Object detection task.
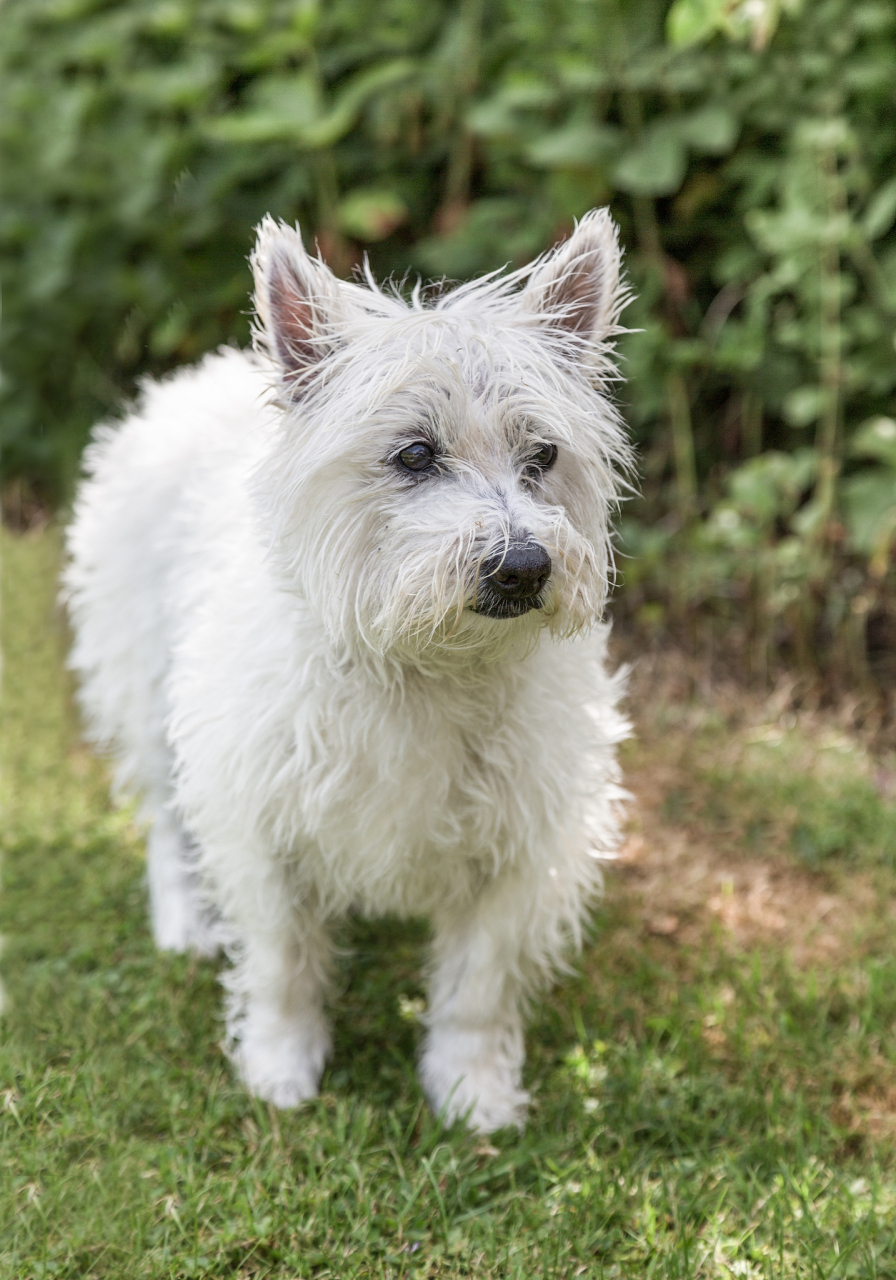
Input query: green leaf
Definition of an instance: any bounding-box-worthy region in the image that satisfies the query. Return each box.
[129,62,220,110]
[203,73,320,144]
[337,189,407,242]
[679,106,738,155]
[526,123,621,169]
[782,385,825,428]
[841,470,896,555]
[141,1,192,37]
[204,60,416,149]
[555,58,608,92]
[613,126,687,196]
[310,58,417,148]
[467,78,558,139]
[862,178,896,240]
[849,416,896,468]
[485,77,558,111]
[466,99,521,139]
[723,449,818,526]
[666,0,723,48]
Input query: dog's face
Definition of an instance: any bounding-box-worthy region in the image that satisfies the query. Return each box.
[251,213,631,661]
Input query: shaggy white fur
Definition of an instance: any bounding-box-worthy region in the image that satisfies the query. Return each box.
[64,210,632,1132]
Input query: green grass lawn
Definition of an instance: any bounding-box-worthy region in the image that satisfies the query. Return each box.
[3,526,896,1278]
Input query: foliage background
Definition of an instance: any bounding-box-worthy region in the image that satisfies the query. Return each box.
[4,0,896,679]
[6,9,896,1271]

## Brief
Please copy every entry exactly, without the pictures.

## Reply
Object detection task.
Input query: green leaf
Definition of an instance: any bounding-box-worthy region in the image that satisfies the query. Return each box.
[129,62,220,110]
[203,73,320,144]
[337,189,407,242]
[679,106,738,155]
[526,123,621,169]
[782,385,825,428]
[841,470,896,555]
[141,1,192,37]
[204,60,416,149]
[555,58,608,92]
[613,126,687,196]
[310,58,417,148]
[467,78,558,139]
[862,178,896,240]
[849,416,896,468]
[485,77,558,111]
[466,99,521,139]
[723,449,818,526]
[666,0,723,48]
Input query: dog's face
Definition of an instance: any bounding-box-worthy region in the image that satisfies the query. Return each box.
[251,213,631,661]
Input query: shaggy white fur
Definition of an instance: any bounding-box-worthy region in the image that satisfies the query. Return each box.
[64,210,632,1132]
Input query: green grass lawn
Definition of an instance: any bounding-box-worthy region in the image that satisfies the query. Return each box.
[3,526,896,1278]
Input query: foliage background
Definition of an instance: any bounding-box-worthy region in the image that satisfies the query. Return each box.
[4,0,896,679]
[6,9,896,1271]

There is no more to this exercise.